> [What is required] Reproduce, from the line containing "Labeling rule: each instance of the concrete wall" to the last line of the material, every line exactly.

> [Entries shown]
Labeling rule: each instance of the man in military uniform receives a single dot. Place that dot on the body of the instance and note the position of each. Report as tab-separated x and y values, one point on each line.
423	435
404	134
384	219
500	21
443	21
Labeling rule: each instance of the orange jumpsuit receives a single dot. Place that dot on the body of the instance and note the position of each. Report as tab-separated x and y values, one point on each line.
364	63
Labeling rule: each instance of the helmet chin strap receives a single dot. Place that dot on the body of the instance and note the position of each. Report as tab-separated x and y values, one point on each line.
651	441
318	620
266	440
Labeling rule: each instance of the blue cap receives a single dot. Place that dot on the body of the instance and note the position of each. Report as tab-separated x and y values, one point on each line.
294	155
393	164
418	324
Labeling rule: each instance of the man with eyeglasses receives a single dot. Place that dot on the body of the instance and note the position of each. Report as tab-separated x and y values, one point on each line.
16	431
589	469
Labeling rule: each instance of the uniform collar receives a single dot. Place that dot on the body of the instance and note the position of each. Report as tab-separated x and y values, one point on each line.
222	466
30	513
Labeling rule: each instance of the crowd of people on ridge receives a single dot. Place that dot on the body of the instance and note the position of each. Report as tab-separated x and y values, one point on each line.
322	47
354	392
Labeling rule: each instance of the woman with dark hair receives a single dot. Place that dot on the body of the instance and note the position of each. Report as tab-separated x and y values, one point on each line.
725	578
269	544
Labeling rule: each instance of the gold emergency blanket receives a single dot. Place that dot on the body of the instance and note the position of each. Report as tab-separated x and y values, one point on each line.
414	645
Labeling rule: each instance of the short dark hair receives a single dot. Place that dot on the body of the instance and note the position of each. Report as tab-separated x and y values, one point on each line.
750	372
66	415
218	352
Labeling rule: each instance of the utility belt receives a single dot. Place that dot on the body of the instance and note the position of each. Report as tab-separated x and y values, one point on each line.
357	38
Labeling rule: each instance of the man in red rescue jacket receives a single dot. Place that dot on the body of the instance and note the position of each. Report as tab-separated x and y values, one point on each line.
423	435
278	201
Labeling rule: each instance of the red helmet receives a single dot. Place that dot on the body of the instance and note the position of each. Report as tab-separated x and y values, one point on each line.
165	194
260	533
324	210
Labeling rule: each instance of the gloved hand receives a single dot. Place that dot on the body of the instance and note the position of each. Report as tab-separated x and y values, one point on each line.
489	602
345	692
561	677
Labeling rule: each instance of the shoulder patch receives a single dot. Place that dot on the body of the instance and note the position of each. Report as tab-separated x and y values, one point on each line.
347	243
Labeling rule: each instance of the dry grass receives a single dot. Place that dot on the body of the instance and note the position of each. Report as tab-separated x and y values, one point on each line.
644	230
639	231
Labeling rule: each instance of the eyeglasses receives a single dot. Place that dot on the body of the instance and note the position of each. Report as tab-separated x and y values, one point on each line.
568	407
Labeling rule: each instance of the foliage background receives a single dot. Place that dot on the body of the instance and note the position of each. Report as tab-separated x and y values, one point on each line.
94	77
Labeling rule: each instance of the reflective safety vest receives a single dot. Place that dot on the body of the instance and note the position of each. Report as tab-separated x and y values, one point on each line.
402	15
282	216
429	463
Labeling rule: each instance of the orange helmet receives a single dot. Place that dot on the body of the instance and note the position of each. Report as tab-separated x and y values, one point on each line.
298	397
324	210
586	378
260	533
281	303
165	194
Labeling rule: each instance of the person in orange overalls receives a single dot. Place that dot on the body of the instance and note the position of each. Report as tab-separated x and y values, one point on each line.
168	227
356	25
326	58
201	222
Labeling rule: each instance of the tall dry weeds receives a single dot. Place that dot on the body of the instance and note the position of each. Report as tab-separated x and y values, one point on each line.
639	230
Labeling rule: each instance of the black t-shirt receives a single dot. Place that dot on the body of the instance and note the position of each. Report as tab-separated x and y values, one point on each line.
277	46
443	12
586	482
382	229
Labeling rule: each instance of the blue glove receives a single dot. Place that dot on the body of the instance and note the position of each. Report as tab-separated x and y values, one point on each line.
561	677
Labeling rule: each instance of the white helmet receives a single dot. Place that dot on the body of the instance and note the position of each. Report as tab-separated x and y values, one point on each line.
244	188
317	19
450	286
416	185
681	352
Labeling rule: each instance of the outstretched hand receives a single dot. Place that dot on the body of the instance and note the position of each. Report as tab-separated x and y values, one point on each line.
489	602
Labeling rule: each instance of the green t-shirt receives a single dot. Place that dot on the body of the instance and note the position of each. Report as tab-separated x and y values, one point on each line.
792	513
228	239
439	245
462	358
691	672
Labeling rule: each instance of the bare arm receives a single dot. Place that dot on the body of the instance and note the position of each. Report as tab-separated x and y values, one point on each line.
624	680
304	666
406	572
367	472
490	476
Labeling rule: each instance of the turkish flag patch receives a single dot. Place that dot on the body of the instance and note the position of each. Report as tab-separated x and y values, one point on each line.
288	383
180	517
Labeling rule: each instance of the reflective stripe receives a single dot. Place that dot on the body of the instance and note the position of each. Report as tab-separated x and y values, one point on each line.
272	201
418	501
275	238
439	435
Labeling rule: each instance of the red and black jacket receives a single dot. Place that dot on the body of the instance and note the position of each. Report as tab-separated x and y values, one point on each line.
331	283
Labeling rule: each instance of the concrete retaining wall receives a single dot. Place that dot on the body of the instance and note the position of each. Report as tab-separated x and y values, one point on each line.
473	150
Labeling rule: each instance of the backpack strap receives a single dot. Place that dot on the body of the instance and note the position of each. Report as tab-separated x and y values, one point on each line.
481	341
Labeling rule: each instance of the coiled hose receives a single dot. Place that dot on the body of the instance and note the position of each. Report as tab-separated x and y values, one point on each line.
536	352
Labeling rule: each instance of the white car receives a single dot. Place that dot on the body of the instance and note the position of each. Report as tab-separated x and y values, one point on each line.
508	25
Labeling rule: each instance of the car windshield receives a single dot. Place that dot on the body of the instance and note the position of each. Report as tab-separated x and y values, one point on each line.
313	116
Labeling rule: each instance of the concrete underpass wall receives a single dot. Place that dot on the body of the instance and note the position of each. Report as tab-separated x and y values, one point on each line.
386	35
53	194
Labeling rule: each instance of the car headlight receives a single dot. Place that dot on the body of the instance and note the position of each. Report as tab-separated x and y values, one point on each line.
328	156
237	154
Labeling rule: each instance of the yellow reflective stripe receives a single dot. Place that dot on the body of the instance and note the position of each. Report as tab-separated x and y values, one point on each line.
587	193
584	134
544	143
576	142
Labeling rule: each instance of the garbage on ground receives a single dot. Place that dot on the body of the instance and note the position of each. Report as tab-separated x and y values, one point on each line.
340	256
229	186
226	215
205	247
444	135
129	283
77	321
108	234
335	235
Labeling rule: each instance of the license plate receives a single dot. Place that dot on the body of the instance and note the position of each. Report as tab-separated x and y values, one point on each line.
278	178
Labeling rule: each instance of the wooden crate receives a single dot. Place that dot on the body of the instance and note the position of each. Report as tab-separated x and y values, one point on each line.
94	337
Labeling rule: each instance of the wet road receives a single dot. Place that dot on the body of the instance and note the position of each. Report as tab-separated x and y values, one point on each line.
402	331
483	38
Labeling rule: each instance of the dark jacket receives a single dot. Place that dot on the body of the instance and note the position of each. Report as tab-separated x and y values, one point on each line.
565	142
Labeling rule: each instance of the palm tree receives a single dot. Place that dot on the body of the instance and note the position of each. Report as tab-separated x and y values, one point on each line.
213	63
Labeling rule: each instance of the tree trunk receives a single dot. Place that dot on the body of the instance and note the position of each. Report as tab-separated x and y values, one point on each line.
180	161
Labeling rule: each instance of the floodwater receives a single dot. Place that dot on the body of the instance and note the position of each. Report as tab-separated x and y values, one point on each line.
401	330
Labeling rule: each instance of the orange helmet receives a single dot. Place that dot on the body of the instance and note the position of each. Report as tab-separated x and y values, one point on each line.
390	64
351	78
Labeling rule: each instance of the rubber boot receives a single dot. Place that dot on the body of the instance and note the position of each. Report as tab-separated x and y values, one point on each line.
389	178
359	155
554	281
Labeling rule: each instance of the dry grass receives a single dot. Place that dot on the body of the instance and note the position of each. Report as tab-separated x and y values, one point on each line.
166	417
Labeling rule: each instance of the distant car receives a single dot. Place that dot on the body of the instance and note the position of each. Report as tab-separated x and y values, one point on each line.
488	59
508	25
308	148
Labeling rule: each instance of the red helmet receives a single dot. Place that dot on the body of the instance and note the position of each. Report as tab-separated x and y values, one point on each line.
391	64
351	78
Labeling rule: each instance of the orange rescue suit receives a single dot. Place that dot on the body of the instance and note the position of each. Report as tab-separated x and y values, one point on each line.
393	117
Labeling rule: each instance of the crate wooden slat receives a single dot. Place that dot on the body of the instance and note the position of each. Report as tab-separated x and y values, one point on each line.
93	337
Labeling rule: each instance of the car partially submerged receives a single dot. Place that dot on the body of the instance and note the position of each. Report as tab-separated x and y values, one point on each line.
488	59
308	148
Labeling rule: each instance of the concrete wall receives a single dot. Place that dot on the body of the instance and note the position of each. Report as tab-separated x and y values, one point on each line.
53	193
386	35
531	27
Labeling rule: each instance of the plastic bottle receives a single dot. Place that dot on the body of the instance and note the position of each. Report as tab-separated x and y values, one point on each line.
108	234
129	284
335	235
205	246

> [The completed task]
Labeling rule: each instance of the concrete wall receives a single dot. Place that dot on the body of the instance and note the position of each. Report as tab-separated x and y values, one point on each line.
53	193
386	35
531	27
Labeling rule: each instance of the plastic bottle receives a single dot. Place that dot on the body of the instance and note the position of each. Report as tab-separated x and y values, one point on each line.
108	234
129	284
335	235
205	246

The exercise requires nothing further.